* _Direction A_
In the Basilica pull request, swap "Basilica Sandbox" for "Basilica Runtime" in the part that opens with the words containing "Summary by CodeRabbit" and closes with "concurrent execution scenarios.", then give that part again.
* _Direction B_
Supply the next part of the Basilica Sandbox pull request, picking up after its last sentence.

* _Passage given_
Feat/basilica by distributedstatemachine · Pull Request #1 · one-covenant/ridges

distributedstatemachine · 2026-01-12T21:49:23Z

Summary by CodeRabbit

New Features
- Added Basilica Sandbox integration, enabling containerized script execution with file mounting, input/output handling, and comprehensive result logging.
Tests
- Added test suite covering Basilica Sandbox integration, sandbox manager operations, problem evaluation, and concurrent execution scenarios.

_{✏️ Tip: You can customize this high-level summary in your review settings.}

- Add BasilicaSandboxManager as thin wrapper around basilica-sdk-python - Add comprehensive test script with concurrent evaluation support - Remove basilica-sdk from optional dependencies (use local uv install) - Supports both warm pool (fast) and cold start sandbox creation Setup: cd ridges && uv pip install -e ../basilica/crates/basilica-sdk-python export BASILICA_API_URL=http://localhost:9080 export BASILICA_API_TOKEN=dev-token Usage: python test_basilica_sandbox.py --concurrent 50 --eval

- Reduce from 587 to 207 lines (~65% smaller) - Move imports to top level - Consolidate duplicate worker functions into single worker() - Add header() helper for consistent formatting - Simplify result tracking and error handling

- Add --dx flag for DX-focused showcase test - Use context managers for automatic sandbox cleanup - Use namespaced API (sandbox.files, sandbox.process) - Use python_sandbox() factory function - Demonstrate global configuration with basilica.configure() - Use improved concurrent test with context managers

- Reorganize tests around SDK capabilities, not test numbers - Showcase modern API patterns throughout (context managers, namespaced API) - Simplify CLI: --full for all tests, --scale N for stress test - Remove redundant DX showcase section (entire file is now the showcase) - Cleaner output with section headers and consistent formatting - Global basilica.configure() at top for cleaner test code

- Focus on testing ridges + Basilica integration, not SDK demos - Clean structure: SDK, SandboxManager, Polyglot, Concurrent - Simple CLI: --full for Polyglot, --scale N for stress test - Uses new SDK conventions (context managers, namespaced API) throughout

- Rename test_concurrent to test_concurrent_evals - Run real Polyglot evaluations instead of simple computations - Show test pass/fail breakdown for each evaluation - Include Polyglot test as standard (not just with --full) - --full now includes concurrent evals, --scale N for custom count

- Use basilica.configure() for global SDK configuration - Use python_sandbox() factory function - Use namespaced API (sandbox.files, sandbox.process) - Cleaner code with better comments

- basilica_sandbox_manager.py: 156 → 76 lines (-51%) - test_basilica_sandbox.py: 318 → 130 lines (-59%) - Same functionality, less boilerplate

coderabbitai · 2026-01-12T21:49:33Z

Walkthrough

Introduces a Basilica Sandbox adapter (BasilicaSandboxManager) that wraps the Basilica SDK's Sandbox to implement a standardized interface. The implementation includes sandbox initialization with file mounting and script execution, result capture with logs, and a factory function for backend selection. A comprehensive test suite validates SDK integration, manager functionality, and concurrent evaluation scenarios.

* _Data segment_
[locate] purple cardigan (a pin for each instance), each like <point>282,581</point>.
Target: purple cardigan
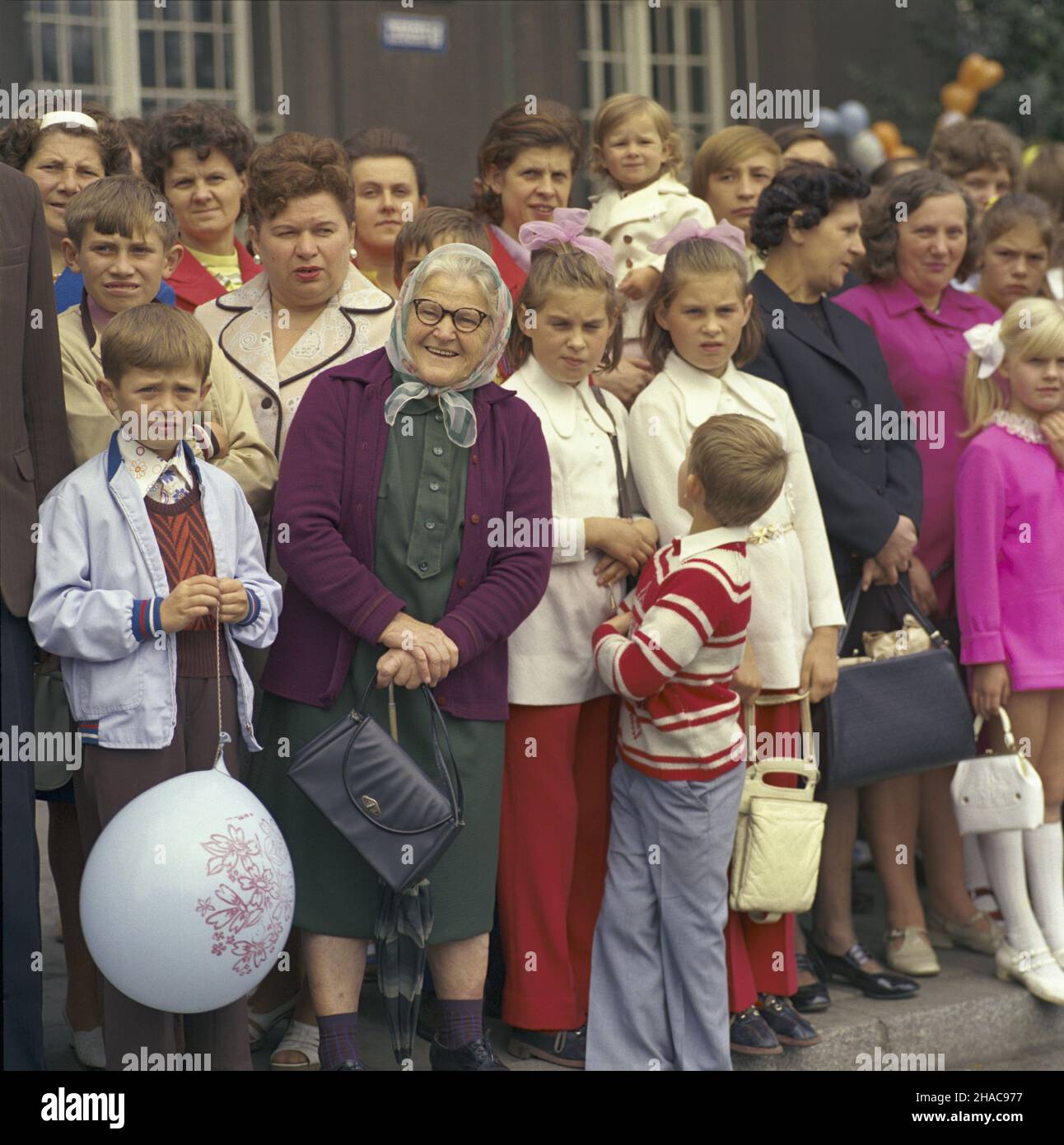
<point>327,505</point>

* _Expected answer A_
Summary by CodeRabbit

New Features
- Added Basilica Runtime integration, enabling containerized script execution with file mounting, input/output handling, and comprehensive result logging.
Tests
- Added test suite covering Basilica Runtime integration, sandbox manager operations, problem evaluation, and concurrent execution scenarios.

* _Expected answer B_
Changes

Cohort / File(s)	Summary
Core Sandbox Adapter `evaluator/sandbox/basilica_sandbox_manager.py`	Introduces `BasilicaSandboxManager` class wrapping basilica.Sandbox; `SandboxHandle` dataclass to represent sandbox instances; `initialize_sandbox()` method configuring container-based Python sandbox with optional file mounting via `on_mount` callback; `run_sandbox()` method executing scripts and capturing stdout/stderr/output.json; `get_sandbox_manager()` factory function selecting backend based on configuration.
Configuration `pyproject.toml`	Adds 4 commented lines documenting installation and local linking of basilica-sdk-python for sandbox support.
Integration Tests `test_basilica_sandbox.py`	Introduces test module with `test_sdk()` validating SDK connection and file I/O, `test_manager()` exercising initialization and execution, `test_polyglot()` validating problem evaluation, `test_concurrent()` running parallel evals with statistics; Click-based CLI entry point with `--full`, `--scale`, `--problem`, `--quiet` options; enforces `BASILICA_API_TOKEN` presence.

Sequence Diagram(s)

sequenceDiagram
    participant Client
    participant Manager as BasilicaSandboxManager
    participant Basilica as basilica.Sandbox
    participant Container as Container FS

    Client->>Manager: initialize_sandbox(script_path, input_data, on_mount)
    Manager->>Basilica: create sandbox instance
    Basilica->>Container: allocate container
    
    opt on_mount callback
        Manager->>Manager: call on_mount(target_path)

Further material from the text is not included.